**Task item**
The records appear below. Set down exactly each line from the one that contains "70, row 384." through the last, both included.

**Raw data**

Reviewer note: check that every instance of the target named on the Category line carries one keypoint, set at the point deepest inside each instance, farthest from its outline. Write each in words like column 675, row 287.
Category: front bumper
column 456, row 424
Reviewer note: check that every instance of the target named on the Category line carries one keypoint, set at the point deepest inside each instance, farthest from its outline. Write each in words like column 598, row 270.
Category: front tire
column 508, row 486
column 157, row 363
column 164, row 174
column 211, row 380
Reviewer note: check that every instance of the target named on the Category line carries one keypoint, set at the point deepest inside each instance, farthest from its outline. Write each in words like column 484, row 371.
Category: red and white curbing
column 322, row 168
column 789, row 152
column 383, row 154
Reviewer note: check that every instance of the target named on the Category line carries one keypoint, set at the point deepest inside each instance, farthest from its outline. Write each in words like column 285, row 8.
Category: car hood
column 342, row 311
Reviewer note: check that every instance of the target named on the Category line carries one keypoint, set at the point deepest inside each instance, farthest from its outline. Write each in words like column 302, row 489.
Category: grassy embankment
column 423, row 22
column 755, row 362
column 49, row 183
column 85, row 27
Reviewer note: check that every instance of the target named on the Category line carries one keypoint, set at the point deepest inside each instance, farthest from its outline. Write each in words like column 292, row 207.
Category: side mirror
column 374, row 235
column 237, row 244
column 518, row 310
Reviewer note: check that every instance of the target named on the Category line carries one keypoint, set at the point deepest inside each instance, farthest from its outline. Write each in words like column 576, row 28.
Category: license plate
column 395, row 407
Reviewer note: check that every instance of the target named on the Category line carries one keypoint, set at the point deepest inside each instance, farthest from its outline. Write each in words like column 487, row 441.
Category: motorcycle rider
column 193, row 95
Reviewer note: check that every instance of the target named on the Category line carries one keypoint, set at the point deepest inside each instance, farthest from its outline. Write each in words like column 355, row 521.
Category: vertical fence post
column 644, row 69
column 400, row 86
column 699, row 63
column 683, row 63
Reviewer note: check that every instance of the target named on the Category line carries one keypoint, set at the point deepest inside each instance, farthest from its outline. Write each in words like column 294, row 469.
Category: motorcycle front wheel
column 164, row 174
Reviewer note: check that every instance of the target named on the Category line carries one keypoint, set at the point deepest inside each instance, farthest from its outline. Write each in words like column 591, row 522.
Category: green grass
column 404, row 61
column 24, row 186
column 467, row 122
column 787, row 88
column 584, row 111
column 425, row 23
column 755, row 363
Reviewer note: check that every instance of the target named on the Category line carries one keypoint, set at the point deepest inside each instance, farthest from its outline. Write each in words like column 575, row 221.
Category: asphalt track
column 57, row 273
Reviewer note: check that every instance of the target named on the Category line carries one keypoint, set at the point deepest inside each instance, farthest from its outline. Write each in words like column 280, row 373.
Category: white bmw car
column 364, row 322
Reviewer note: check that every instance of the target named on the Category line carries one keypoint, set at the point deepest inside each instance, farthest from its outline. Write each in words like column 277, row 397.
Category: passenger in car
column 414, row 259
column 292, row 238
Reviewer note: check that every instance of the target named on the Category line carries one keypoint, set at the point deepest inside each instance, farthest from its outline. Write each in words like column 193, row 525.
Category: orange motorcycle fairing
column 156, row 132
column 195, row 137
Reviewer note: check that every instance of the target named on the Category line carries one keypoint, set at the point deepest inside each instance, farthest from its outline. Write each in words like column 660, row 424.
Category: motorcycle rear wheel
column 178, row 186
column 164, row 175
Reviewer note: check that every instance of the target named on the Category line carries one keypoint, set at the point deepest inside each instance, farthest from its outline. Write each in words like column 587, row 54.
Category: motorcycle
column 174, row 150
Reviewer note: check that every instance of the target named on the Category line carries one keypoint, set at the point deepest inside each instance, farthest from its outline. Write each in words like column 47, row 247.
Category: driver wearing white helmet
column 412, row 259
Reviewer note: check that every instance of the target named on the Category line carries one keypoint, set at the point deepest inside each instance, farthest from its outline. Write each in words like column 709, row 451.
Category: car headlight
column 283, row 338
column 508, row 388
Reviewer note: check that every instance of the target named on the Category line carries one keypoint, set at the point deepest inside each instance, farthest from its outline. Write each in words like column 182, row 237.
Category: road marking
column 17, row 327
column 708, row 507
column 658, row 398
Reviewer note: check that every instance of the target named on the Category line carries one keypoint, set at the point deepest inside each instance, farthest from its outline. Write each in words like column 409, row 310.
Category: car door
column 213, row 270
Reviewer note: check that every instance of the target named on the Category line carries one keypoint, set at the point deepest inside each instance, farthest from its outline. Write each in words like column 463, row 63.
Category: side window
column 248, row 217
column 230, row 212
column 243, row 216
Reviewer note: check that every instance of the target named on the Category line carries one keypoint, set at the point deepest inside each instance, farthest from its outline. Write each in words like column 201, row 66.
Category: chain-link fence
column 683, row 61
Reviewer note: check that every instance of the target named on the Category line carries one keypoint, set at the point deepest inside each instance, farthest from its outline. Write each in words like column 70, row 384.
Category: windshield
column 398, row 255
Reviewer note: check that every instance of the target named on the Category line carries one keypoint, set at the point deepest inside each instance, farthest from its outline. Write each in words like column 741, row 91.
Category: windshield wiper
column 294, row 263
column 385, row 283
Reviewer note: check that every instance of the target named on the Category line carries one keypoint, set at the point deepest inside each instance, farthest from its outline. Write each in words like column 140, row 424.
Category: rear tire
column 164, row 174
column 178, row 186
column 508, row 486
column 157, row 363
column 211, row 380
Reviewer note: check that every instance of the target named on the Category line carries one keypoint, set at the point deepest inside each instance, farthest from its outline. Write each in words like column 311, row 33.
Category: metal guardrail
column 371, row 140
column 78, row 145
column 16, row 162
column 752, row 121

**Result of this task**
Reviewer note: check that every instance of the target named on the Category line carries one keypoint, set at the point deepest inside each instance, farthest from its outline. Write each in words like column 70, row 384.
Category: windshield
column 398, row 255
Reviewer note: check that every instance of the target named on the Category line carries one keypoint, set at the point deepest inside each instance, farthest from its outline. Write each in words like column 741, row 91.
Category: windshield wiper
column 294, row 263
column 385, row 283
Reviewer note: check that every instance of the target named on the Category line carries one keypoint, set at the point deepest inside each instance, farthest from its outline. Write each in words like column 140, row 424.
Category: rear tire
column 164, row 174
column 178, row 186
column 508, row 486
column 157, row 363
column 211, row 380
Reviewer note: check that every instance of the target named on the Category line carries one keypoint, set at the point deepest inside each instance, farthest from its outline. Write each in words like column 311, row 33.
Category: metal guardrail
column 371, row 140
column 78, row 145
column 16, row 162
column 752, row 121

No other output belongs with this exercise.